### About this exercise
Below are entries; print them exactly from the first line through the one containing "[ ] locate the black plastic crate".

### Extracted records

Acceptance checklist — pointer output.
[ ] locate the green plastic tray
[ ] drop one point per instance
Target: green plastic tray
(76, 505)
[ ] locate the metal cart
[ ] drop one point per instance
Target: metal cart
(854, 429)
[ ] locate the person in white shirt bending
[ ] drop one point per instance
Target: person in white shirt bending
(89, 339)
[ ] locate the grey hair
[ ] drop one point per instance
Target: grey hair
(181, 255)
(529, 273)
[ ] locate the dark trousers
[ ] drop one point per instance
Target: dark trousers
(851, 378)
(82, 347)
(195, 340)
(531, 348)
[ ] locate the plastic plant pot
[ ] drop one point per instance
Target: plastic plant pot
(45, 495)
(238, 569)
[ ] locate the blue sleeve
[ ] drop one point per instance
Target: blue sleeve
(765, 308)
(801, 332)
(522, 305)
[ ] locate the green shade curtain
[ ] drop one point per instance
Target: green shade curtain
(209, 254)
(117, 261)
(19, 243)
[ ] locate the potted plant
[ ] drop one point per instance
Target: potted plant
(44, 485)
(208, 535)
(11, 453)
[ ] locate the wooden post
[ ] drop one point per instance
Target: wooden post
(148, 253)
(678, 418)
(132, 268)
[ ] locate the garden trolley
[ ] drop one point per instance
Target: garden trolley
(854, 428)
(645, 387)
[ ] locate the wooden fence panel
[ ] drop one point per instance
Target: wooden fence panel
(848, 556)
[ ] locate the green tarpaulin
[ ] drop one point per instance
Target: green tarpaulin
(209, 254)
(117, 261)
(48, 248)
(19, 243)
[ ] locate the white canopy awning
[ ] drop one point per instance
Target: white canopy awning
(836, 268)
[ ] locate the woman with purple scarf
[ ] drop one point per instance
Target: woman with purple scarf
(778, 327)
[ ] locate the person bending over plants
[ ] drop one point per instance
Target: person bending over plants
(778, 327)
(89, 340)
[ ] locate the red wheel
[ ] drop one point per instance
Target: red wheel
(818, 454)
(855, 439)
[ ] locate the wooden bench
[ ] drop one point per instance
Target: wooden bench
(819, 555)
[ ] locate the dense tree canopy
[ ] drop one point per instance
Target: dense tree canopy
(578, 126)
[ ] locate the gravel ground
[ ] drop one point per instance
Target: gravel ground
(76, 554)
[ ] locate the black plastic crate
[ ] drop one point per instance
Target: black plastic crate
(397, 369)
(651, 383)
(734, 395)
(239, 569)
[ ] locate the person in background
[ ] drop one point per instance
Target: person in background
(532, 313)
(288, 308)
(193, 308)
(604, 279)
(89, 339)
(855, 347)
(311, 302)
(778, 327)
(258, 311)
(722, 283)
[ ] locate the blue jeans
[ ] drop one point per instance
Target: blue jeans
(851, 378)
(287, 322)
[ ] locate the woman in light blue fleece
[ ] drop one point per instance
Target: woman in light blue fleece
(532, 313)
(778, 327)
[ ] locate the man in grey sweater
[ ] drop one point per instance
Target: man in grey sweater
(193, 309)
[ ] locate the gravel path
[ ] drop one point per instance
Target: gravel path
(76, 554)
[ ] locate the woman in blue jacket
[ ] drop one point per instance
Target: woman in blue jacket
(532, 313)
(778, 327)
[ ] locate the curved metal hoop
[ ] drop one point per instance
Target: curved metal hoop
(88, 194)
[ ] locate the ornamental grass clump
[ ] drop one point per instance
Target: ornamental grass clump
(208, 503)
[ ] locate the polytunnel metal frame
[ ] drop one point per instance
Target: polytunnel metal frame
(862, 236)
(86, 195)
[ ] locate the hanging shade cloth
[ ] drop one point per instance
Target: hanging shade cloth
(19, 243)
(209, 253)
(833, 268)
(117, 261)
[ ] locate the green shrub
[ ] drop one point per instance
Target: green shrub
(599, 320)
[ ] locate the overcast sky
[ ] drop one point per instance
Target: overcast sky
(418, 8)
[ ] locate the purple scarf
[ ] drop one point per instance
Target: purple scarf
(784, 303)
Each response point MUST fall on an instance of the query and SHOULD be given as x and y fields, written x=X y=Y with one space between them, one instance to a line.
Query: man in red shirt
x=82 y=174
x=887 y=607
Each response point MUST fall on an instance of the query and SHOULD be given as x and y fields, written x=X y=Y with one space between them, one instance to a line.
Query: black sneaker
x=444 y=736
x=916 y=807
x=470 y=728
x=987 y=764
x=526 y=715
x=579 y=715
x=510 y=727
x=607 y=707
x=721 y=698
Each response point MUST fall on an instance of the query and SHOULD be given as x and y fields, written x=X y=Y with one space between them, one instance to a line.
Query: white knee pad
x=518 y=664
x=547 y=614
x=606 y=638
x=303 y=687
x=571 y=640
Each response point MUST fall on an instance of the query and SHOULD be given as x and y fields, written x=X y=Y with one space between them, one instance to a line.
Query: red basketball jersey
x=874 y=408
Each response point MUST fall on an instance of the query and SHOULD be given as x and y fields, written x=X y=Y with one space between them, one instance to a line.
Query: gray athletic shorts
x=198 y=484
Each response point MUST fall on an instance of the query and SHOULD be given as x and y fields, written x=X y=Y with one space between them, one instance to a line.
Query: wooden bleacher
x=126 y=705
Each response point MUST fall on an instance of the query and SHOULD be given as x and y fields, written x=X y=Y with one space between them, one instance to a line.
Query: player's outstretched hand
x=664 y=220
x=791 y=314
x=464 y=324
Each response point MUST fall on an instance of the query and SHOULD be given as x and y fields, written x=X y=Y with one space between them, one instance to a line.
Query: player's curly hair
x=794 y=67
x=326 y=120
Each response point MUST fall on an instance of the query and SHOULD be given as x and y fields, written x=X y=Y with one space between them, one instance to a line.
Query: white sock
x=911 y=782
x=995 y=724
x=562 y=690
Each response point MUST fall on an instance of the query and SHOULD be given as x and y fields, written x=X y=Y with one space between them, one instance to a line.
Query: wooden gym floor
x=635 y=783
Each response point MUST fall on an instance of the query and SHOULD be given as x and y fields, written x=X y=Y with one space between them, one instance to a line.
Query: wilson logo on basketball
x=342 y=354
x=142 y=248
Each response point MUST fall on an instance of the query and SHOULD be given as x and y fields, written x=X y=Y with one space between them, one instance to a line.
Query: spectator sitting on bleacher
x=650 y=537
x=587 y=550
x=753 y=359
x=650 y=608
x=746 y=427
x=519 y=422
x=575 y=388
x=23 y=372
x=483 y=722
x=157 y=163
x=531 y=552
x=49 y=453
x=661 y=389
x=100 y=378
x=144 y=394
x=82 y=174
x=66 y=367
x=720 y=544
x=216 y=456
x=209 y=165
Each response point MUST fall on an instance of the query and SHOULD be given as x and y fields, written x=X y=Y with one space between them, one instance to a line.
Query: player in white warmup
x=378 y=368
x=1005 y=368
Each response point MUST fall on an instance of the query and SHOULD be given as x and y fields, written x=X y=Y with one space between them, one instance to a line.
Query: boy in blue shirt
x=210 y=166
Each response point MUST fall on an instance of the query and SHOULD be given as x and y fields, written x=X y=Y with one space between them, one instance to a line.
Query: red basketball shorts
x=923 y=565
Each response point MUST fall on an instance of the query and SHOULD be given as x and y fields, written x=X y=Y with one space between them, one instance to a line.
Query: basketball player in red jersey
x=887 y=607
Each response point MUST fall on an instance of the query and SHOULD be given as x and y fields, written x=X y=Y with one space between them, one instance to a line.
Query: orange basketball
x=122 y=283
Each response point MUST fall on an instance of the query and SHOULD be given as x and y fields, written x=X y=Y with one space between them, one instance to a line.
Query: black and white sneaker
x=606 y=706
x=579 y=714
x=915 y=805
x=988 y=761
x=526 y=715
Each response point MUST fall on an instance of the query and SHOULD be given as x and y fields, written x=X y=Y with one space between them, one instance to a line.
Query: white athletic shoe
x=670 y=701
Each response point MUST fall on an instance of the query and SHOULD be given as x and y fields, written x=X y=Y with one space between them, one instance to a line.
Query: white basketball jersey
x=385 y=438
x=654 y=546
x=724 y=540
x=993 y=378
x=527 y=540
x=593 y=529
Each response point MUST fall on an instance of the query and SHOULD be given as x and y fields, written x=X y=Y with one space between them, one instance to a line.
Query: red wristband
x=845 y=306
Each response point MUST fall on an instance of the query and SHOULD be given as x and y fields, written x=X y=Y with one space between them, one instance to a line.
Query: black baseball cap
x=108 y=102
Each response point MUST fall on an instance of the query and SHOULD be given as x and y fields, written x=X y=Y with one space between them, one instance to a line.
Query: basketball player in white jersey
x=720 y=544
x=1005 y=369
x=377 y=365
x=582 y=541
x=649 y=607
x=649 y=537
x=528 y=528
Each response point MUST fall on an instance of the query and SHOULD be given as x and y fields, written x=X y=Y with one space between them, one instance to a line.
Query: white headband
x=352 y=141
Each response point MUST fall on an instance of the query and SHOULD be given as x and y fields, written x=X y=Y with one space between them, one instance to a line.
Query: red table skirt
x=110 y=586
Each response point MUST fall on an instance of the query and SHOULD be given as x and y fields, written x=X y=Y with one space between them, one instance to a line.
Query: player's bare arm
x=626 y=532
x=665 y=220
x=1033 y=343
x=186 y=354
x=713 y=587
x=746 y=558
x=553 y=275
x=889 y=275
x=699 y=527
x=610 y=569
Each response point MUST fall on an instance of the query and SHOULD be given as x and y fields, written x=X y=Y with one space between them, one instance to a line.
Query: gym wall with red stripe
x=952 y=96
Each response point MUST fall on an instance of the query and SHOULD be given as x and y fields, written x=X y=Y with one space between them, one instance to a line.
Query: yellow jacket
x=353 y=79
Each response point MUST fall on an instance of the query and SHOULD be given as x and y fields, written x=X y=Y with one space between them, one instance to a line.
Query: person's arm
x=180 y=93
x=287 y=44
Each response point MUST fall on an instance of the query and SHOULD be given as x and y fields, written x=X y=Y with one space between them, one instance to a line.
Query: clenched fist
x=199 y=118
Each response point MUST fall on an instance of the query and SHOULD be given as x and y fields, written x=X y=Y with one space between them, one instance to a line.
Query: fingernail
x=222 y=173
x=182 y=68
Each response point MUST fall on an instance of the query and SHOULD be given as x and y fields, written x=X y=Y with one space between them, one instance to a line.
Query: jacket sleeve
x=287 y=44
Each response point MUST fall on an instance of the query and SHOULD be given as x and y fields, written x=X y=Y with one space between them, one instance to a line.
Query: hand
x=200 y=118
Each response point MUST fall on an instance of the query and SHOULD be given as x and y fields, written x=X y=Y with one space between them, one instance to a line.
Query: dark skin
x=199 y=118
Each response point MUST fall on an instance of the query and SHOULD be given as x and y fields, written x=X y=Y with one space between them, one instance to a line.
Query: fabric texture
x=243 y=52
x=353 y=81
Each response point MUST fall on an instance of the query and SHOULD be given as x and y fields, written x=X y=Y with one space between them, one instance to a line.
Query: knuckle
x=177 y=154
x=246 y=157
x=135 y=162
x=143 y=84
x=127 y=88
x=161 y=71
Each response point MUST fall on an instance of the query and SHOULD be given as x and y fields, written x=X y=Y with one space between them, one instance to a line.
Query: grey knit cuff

### Exercise output
Acceptance checklist — pointer output.
[ ] locate the green plastic tray
[ ] drop one point per instance
Target: green plastic tray
(76, 505)
[ ] locate the metal cart
[ ] drop one point per instance
Target: metal cart
(854, 429)
[ ] locate the person in white shirt bending
[ ] drop one point per instance
Target: person in white shirt bending
(89, 339)
[ ] locate the grey hair
[ ] drop one point per instance
Target: grey hair
(181, 255)
(529, 273)
[ ] locate the dark trousers
[ ] drop one point per instance
Target: dark trousers
(851, 378)
(82, 347)
(195, 340)
(531, 348)
[ ] locate the plastic plant pot
[ ] drop one point per instance
Target: plastic plant pot
(45, 495)
(238, 569)
[ ] locate the blue sleeve
[ ] drop one point per instance
Target: blue sleeve
(765, 308)
(801, 332)
(522, 305)
[ ] locate the green shade curtain
[ ] drop one point per instance
Target: green shade curtain
(209, 254)
(117, 261)
(19, 243)
[ ] locate the potted plant
[ ] drop one point per instance
Target: potted plant
(44, 485)
(208, 535)
(11, 453)
[ ] locate the wooden post
[ ] drop one point per instance
Target: wooden post
(148, 253)
(678, 418)
(132, 268)
[ ] locate the garden trolley
[ ] drop one point per instance
Target: garden trolley
(854, 428)
(645, 387)
[ ] locate the wooden fence panel
[ ] drop one point per instance
Target: wooden fence panel
(848, 556)
[ ] locate the green tarpaulin
[ ] drop one point per instance
Target: green tarpaulin
(209, 254)
(117, 261)
(48, 248)
(19, 243)
[ ] locate the white canopy awning
[ ] drop one point per instance
Target: white canopy awning
(836, 268)
[ ] locate the woman with purple scarf
[ ] drop one point per instance
Target: woman with purple scarf
(778, 327)
[ ] locate the person bending over plants
[ ] drop one point per instance
Target: person bending over plants
(778, 327)
(89, 340)
[ ] locate the red wheel
[ ] drop one point per instance
Target: red wheel
(818, 454)
(855, 439)
[ ] locate the wooden bench
[ ] drop one point per instance
Target: wooden bench
(819, 555)
[ ] locate the dense tree canopy
[ ] drop one point per instance
Target: dense tree canopy
(578, 126)
[ ] locate the gravel ground
[ ] drop one point per instance
Target: gravel ground
(76, 554)
[ ] locate the black plastic crate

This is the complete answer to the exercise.